TASK DIRECTIONS: Below are entries; output exactly the lines from the one with "point(177, 3)" to the one with "point(144, 102)", both included, and nothing else.

[Opening DATA EXCERPTS section]

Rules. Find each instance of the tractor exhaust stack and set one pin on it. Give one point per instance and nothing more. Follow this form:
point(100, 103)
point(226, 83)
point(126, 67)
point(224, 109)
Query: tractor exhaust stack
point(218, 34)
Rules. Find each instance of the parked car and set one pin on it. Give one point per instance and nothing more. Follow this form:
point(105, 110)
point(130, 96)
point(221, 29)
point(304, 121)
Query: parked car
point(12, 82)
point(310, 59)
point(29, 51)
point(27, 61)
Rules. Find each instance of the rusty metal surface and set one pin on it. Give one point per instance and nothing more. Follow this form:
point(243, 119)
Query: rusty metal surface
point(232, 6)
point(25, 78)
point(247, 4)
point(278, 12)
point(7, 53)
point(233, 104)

[Closing DATA EXCERPTS section]
[Opening DATA EXCERPTS section]

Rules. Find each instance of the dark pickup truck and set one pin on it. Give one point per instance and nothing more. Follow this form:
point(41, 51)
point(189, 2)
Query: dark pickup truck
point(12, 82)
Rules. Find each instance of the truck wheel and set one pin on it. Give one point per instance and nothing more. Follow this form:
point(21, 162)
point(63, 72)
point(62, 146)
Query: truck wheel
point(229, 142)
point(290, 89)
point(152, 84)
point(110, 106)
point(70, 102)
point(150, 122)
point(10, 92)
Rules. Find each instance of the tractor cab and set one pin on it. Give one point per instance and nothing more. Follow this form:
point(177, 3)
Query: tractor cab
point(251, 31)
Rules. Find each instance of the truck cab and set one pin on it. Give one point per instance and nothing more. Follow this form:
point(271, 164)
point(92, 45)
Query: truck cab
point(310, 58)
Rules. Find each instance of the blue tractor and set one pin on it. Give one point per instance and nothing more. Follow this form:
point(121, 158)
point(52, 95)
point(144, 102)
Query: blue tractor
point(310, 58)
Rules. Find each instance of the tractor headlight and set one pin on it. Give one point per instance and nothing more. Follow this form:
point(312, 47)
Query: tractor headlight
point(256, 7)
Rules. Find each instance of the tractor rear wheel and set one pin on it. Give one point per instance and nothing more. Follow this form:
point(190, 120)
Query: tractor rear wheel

[Closing DATA EXCERPTS section]

RESPONSE TO THIS TASK:
point(177, 3)
Query: tractor cab
point(251, 31)
Rules. Find each instance of the truck cab and set one pin on it. Give one point per instance and nothing more. Follow this form:
point(271, 164)
point(92, 45)
Query: truck cab
point(310, 58)
Rules. Find each instance of the blue tractor and set one pin on it. Give one point per instance and nothing more. Follow this form:
point(121, 158)
point(52, 95)
point(144, 102)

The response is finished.